■ About this exercise ■
Images excepted, the data below must be repeated exactly.

:: Extracted material

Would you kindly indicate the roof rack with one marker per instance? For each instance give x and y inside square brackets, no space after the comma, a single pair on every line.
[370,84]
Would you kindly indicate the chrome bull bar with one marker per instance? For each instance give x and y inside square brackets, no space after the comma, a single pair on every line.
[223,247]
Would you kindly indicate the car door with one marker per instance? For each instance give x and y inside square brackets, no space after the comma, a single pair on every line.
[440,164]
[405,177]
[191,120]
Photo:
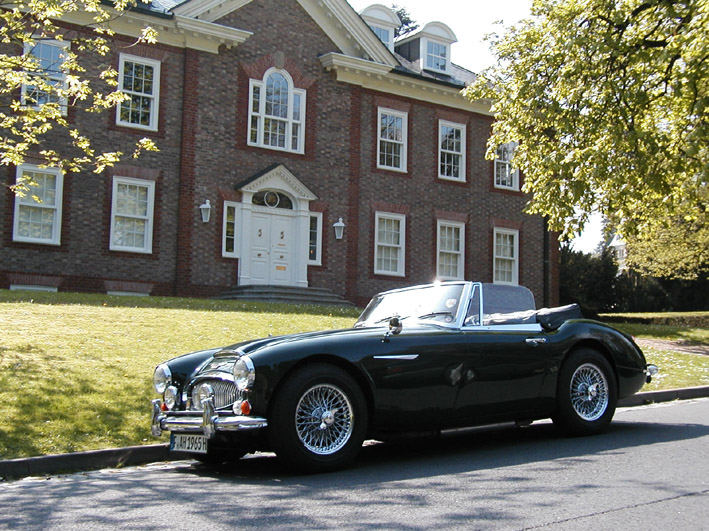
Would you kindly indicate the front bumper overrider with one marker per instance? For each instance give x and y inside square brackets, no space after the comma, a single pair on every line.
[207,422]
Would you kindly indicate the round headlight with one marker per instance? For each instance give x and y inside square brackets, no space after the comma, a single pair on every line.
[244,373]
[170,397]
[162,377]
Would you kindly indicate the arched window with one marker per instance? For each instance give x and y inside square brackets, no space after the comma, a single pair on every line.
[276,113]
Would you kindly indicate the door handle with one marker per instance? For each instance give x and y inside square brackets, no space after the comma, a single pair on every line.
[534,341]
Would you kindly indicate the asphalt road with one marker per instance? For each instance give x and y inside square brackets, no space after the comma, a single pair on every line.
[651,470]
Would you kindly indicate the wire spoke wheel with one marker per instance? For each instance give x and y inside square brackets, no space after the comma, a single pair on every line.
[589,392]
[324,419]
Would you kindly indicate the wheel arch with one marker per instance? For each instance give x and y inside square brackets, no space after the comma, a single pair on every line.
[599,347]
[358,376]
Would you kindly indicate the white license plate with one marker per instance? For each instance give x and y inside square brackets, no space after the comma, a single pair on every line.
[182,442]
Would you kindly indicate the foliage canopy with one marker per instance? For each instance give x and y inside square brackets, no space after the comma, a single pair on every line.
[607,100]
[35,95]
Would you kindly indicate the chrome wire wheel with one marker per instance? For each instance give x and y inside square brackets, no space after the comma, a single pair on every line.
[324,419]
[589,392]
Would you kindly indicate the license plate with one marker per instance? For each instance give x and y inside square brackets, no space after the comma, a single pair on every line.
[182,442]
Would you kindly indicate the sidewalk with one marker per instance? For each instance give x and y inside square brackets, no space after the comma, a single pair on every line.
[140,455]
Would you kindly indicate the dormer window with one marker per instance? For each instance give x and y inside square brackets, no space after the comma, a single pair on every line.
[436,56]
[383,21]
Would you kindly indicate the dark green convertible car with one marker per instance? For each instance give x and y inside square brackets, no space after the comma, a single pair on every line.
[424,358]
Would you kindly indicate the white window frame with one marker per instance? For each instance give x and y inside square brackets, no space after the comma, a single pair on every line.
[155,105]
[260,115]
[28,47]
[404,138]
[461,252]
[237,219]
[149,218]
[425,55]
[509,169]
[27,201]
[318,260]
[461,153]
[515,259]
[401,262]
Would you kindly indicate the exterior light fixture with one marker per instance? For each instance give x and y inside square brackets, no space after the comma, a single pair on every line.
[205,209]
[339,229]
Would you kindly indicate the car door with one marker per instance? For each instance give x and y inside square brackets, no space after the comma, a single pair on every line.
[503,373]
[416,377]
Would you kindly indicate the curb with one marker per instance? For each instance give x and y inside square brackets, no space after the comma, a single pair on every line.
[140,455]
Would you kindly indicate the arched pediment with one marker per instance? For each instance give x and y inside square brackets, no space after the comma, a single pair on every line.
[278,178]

::::

■ Result of this exercise ■
Would you kindly indicate the roof rack with one marker per instance? For each instance give x and y inside square brackets, no space after the comma, a single pair on every line.
[370,84]
Would you kindly indicate the chrome bull bar with one marker per instance? For each instance give x and y inside square brackets, no space after the comma, a single pair on every line.
[223,247]
Would you kindly indicate the car door with one marker per instance? For each instance give x and y inside square brackets, no space after the comma, a single pair on every line.
[440,164]
[405,177]
[191,120]
Photo:
Would you kindly indicate the front bumper overrider with one marker per instance? For each instance give x and y inside square brackets, no space after the comma, a single pair on every line.
[207,422]
Would you kindly indicate the round headlight with one marker per instance? For each instance give x and y inside square brackets, no space after the comma, a single pair on every line.
[244,373]
[170,397]
[162,377]
Would you kindly indicate the arched window with one marker per instance? For each instance give x and y inside square brackets, no space after the comma, a single pair on every line.
[276,113]
Would you kindly indicate the door handle with one marker per instance? For each instance give x and y inside square brackets, no space after the comma, a single pair on every line.
[534,341]
Would you kindly indicate the asphalt road with one marker per instance? For each instance give x and y inside square brackets, no space after the comma, a single pair on every line.
[651,470]
Would you kindly indicate the wire spoke wheel with one marker per instance? For each instance give x and y inside square brackets, no space after the comma, a single pair on every line.
[589,392]
[324,419]
Would you kindly indicate the wheel arch with one marker per instance? For each instance give x and y inside square brackets, no space after the comma, a single pair on every line.
[599,347]
[358,376]
Would you kindly indicate the white license plate with one marker per instance? For each instance give x and y inside square brackets, no space after the comma, a single pair on every line.
[182,442]
Would you kindly indicate the foliage canopy with one marker per instance? For each instance give x and y inside square brackets, no space after the comma, a single pair on every line.
[607,100]
[35,95]
Would you kindly indicate the chrome wire wheel with one marker per instance? For each instance give x and y inside square brackets, no space after the comma, a single pair on every line.
[324,419]
[589,392]
Would you kindly indicate the license plate with one marker per instance? For each instance give x and y inside square brackets, no space after the comma, a single pair on every line.
[182,442]
Would you kindly indicate the sidewalk with one marker per instance? For each instance give x and y inside square brackets, no space after the comma, a single pair on every line.
[140,455]
Would you kindly indicate the dormer window with one marker per instance? For each instance give x and y inside square brackets, no space after the comma, a single pair on every line.
[436,56]
[383,21]
Would you kindly indicate the dark green convertible car with one marker per instance? For each instance give x and y inside square brackets, no space after the comma, a single pair on every line.
[424,358]
Would you kindly indicate the white window frame with one marker per instance? For each instance give x and y inside square brackets, no space after the comma, a single pair on every line.
[155,105]
[260,115]
[28,47]
[404,138]
[461,252]
[237,219]
[149,218]
[425,55]
[509,169]
[27,201]
[318,260]
[461,153]
[515,259]
[401,262]
Would you kindly indicate the exterior light fixture with one marker per instance? For each instance give x and y inside square brackets, no space after the comma, a single pair on every line.
[205,209]
[339,229]
Would you kindly indicate the car door with one marker per instance? For each instance give x and y inside square brackets, no space after the comma, a single pair on every line.
[503,373]
[416,377]
Would you kindly indicate the curb with one marker per instance? For each instance give x and y inside square brackets, no space after the comma, a single pair on every line.
[140,455]
Would you kindly indicate the arched pediment with one marker per instance? For each instance give x and y inside square brackets, no space after the comma, a single pair on every line.
[278,178]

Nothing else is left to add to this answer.